> **Task prompt**
Gather every line in the data below that contains the string "wand", and copy each of those lines without changes.

Position annotation records:
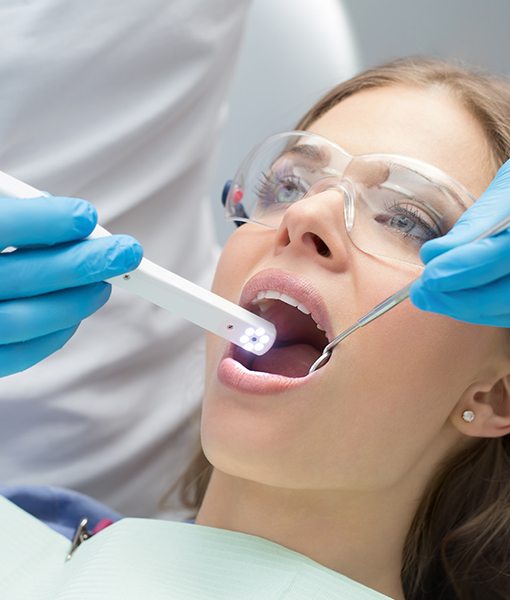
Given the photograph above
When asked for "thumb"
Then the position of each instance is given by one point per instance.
(489, 209)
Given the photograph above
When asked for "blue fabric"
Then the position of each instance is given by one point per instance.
(60, 509)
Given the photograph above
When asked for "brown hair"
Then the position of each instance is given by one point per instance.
(458, 546)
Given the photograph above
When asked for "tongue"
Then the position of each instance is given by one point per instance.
(292, 361)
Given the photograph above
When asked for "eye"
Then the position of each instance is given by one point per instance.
(408, 220)
(280, 188)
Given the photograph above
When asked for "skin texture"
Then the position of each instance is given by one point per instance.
(335, 470)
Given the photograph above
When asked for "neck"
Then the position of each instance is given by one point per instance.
(359, 534)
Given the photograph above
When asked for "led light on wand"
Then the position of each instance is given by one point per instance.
(176, 294)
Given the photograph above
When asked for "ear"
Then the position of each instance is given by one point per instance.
(490, 403)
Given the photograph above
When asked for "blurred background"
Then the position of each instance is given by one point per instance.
(272, 89)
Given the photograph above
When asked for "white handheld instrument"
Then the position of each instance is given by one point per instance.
(176, 294)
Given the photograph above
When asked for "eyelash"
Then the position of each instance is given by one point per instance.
(412, 213)
(265, 183)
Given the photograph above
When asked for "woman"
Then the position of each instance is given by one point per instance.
(370, 468)
(374, 466)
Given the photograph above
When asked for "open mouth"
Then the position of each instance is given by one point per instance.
(300, 339)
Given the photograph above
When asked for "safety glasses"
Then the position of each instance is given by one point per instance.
(392, 204)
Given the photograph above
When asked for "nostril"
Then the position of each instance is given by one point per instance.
(322, 248)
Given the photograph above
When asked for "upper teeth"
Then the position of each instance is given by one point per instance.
(274, 295)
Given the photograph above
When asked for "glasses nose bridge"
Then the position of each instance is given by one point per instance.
(346, 188)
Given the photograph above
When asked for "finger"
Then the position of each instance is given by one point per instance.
(44, 221)
(34, 272)
(28, 318)
(470, 265)
(488, 210)
(485, 305)
(21, 356)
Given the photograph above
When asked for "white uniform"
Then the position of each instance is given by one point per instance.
(121, 104)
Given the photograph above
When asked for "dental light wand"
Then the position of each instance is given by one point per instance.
(390, 303)
(176, 294)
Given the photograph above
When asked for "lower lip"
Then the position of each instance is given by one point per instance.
(234, 375)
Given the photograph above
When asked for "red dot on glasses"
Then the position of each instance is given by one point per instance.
(238, 196)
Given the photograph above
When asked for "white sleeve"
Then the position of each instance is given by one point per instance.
(119, 103)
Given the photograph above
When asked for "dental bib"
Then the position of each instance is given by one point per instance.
(156, 560)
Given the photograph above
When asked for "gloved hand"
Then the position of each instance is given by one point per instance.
(55, 278)
(467, 280)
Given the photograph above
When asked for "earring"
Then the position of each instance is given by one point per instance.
(468, 416)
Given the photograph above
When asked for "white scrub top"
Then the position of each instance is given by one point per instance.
(121, 103)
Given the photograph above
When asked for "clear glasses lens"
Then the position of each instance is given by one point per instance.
(392, 205)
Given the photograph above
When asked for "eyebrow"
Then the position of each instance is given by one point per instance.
(318, 155)
(312, 153)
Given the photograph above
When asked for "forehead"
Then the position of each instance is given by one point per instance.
(427, 124)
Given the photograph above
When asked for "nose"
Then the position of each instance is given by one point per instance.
(315, 227)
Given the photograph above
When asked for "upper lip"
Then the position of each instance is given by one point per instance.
(288, 283)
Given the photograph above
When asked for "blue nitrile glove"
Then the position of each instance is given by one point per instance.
(55, 278)
(466, 280)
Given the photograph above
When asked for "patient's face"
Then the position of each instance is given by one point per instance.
(382, 405)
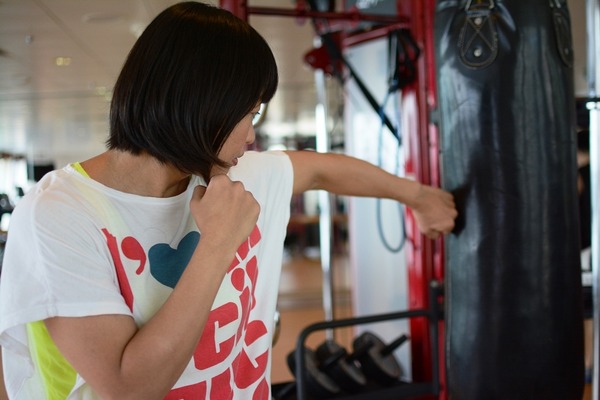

> **Complete output**
When asked for "led light on wand"
When asked for "dental light wand"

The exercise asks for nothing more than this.